Like the title says, is there any way to name variables (i.e., lists) used within a nested list comprehension in Python?
I could come up with a fitting example, but I think the question is clear enough.
Here is an example of pseudo code:
[... [r for r in some_list if r.some_attribute == something_from_within_this_list comprehension] ... [r for r in some_list if r.some_attribute == something_from_within_this_list comprehension] ...]
Is there any way to avoid the repetition here and simply add a variable for this temporary list only for use within the list comprehension?
CLARIFICATION:
The list comprehension is already working fine, so it's not a question of 'can it be done with a list comprehension'. And it is quicker than it's original form of a for statement too, so it's not one of those 'for statements vs list comprehensions' questions either. It is simply a question of making the list comprehension more readable by making variable names for variables internal to the list comprehension alone. Just googling around I haven't really found any answer. I found this and this, but that's not really what I am after.

> [GIVEN INFORMATION]
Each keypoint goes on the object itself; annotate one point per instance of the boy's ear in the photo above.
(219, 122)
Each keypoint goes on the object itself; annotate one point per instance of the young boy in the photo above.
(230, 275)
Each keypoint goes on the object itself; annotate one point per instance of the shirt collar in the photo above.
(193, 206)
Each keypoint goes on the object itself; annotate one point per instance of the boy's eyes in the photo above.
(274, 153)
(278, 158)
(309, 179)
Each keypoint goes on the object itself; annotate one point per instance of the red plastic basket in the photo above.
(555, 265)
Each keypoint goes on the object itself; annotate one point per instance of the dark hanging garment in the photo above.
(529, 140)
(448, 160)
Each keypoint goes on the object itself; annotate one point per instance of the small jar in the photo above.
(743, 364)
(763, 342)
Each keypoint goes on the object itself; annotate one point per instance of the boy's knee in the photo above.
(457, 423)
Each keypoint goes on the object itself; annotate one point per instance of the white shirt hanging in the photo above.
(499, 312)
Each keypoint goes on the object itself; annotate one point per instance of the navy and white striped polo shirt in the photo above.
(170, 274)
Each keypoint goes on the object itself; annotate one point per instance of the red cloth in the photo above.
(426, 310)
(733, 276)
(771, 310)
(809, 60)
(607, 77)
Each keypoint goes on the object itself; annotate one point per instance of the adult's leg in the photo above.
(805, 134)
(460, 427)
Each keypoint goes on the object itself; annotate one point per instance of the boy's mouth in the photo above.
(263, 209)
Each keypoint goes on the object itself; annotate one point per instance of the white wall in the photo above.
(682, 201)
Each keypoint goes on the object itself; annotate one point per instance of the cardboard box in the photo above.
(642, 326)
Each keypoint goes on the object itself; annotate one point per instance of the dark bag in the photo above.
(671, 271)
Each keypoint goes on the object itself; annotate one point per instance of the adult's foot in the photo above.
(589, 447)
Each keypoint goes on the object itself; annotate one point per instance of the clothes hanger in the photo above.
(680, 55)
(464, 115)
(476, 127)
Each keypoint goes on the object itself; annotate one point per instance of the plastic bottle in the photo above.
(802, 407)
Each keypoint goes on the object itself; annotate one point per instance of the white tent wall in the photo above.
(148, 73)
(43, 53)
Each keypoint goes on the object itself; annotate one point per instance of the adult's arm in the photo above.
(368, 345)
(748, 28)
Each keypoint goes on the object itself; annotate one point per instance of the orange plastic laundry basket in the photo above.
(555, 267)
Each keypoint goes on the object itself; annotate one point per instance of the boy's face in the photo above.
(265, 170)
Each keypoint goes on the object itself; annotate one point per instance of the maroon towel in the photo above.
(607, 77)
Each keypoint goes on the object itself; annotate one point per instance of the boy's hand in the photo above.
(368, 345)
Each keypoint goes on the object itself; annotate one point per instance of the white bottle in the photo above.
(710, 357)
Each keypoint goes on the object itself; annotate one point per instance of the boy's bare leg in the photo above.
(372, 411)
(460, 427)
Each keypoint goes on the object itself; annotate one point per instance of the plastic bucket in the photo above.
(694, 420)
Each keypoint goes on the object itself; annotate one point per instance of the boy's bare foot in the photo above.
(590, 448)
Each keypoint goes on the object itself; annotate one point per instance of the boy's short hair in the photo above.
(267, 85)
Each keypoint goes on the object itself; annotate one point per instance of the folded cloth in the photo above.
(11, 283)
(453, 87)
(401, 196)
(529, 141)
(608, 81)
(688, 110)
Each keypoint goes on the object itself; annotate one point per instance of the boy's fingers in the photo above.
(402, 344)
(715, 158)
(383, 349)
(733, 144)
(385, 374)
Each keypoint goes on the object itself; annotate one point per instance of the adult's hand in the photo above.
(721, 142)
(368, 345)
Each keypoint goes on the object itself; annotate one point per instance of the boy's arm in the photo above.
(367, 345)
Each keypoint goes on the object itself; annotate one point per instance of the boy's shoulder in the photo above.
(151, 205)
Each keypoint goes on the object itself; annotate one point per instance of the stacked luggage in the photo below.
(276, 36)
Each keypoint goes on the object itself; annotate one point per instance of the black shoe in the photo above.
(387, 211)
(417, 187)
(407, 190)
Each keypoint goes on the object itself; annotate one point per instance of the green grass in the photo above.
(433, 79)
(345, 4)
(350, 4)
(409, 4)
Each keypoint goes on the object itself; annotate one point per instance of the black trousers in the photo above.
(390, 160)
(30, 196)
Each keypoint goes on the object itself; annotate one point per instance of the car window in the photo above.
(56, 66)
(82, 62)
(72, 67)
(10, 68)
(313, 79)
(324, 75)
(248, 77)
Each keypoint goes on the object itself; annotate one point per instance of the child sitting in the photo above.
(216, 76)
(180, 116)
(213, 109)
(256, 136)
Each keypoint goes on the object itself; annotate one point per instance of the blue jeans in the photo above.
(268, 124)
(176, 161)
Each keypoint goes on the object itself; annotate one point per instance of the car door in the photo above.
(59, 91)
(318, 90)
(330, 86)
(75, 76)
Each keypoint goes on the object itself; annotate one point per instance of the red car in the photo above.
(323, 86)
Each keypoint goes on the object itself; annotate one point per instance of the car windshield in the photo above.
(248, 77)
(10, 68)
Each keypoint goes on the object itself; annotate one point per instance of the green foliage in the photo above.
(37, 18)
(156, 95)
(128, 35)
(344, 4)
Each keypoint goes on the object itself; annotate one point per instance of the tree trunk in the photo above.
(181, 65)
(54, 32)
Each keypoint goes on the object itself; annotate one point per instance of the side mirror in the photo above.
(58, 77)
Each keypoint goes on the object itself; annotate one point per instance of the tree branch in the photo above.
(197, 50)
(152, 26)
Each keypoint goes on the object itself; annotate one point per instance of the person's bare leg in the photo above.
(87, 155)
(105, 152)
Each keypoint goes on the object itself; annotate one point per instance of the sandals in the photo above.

> [GOALS]
a: Answer these about the forum post on Python list comprehensions, one line each:
(i) What does the poster say about providing a fitting example?
(ii) According to the clarification, how does the list comprehension compare in speed with its original form as a for statement?
(iii) What does the poster want to make more readable, and by what means?
b: Identify every line of the listing that holds the word "white", and copy each one.
The forum post and the listing have nothing to do with each other.

> [TASK RESULTS]
a:
(i) The poster could come up with one but thinks the question is clear enough.
(ii) The list comprehension is quicker.
(iii) The list comprehension, by making variable names for variables internal to the list comprehension alone.

b:
Each keypoint goes on the object itself; annotate one point per instance of the white shirt hanging in the photo above.
Each keypoint goes on the object itself; annotate one point per instance of the navy and white striped polo shirt in the photo above.
Each keypoint goes on the object itself; annotate one point per instance of the white wall in the photo above.
Each keypoint goes on the object itself; annotate one point per instance of the white tent wall in the photo above.
Each keypoint goes on the object itself; annotate one point per instance of the white bottle in the photo above.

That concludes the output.